Start of SELECTED EXTRACT

Sometimes taking care of a pet with skin and ear infections feels like a merry-go-round -- but way, way less fun. You see the scratching, feel the crusty skin, or smell the stinky ears, and so you go to the vet. Then you give antibiotics for two weeks and the issue goes away. Great! Glad that’s done.
But a month later, or a year down the line, it’s the same thing all over again. This frustrating cycle is all too common, but the good news is, if you also treat the underlying cause, you can bring this awful merry-go-round to a stop.
Allergies Cause Infections
Allergies cause infections. Allergies cause infections. ALLERGIES CAUSE INFECTIONS! This should be announced with a red flashing light in every exam room, because it’s such a common issue.
Most of the time, underlying environmental or food allergies cause inflammation in the skin, which then allows bacteria and yeast to grow out of control, leading to full-blown skin or ear infections. Treating skin or ear infections with antibiotics will help symptoms, but to stop infections happening, allergies must be controlled too.
Food and Environmental Allergies
Dogs and cats can have food allergies, environmental allergies, or both. These can develop over time, or can be present from a young age.
When dogs and cats have food allergies, they are usually allergic to a protein in their food, such as beef, chicken, or fish. The only way to determine if they have a food allergy is to strictly feed a completely new protein, such as rabbit or venison. (We want to choose a protein they have never eaten before.)

End of SELECTED EXTRACT
Start of DATA EXTRACT

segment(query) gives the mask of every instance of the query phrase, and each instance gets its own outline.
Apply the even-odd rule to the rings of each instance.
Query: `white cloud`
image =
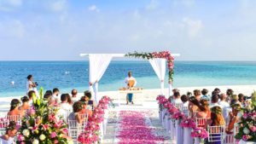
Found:
[[[91,5],[88,8],[88,10],[90,11],[96,11],[96,12],[100,12],[100,9],[96,6],[96,5]]]
[[[159,6],[159,2],[157,0],[151,0],[149,4],[146,6],[146,9],[148,10],[154,10],[156,9]]]
[[[22,0],[0,0],[0,11],[9,12],[21,7]]]
[[[201,20],[193,20],[189,18],[183,18],[183,21],[185,24],[188,34],[190,37],[196,37],[203,28]]]
[[[50,9],[54,11],[62,11],[67,8],[66,0],[57,0],[50,3]]]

End of DATA EXTRACT

**TASK DESCRIPTION:** Continue the text on pet allergies and recurring skin and ear infections, starting right after its last sentence. The saved data entries are unrelated to the text and stand apart from it.

**RESULT OF THE EXERCISE:**
90% of over-the-counter diets have small amounts of unlisted protein sources due to contamination from other diets made in the same place. For example, you think you are buying a food with just lamb, but instead there is also chicken and beef in the food, but it doesn’t say so on the bag. Because of this, a prescription diet should be fed to your pet when trying to figure out if food is the issue. Prescription diets are produced under tight control so that no other proteins contaminate the food.
Environmental allergies can range from grass, pollen, dust, and even human dander. (Yes, your dog could be allergic to you!) These types of allergies can be treated with a wide variety of medications, which can include oral medications, injections, ointments, and shampoos.
Grass allergies? No problem. I’ve got a good vet!
Get Off The Merry-Go-Round
If you are tired of treating skin and ear infections again and again, realize that allergies are usually the underlying cause of these issues. Fortunately, treating the allergies can bring this frustrating cycle to a stop.
When dealing with skin and ear issues, it is important that you follow treatment recommendations closely and always visit your vet for rechecks. Even though your pet might seem better quickly, a long-term plan must be developed, as allergies typically require life-long dietary changes or medications.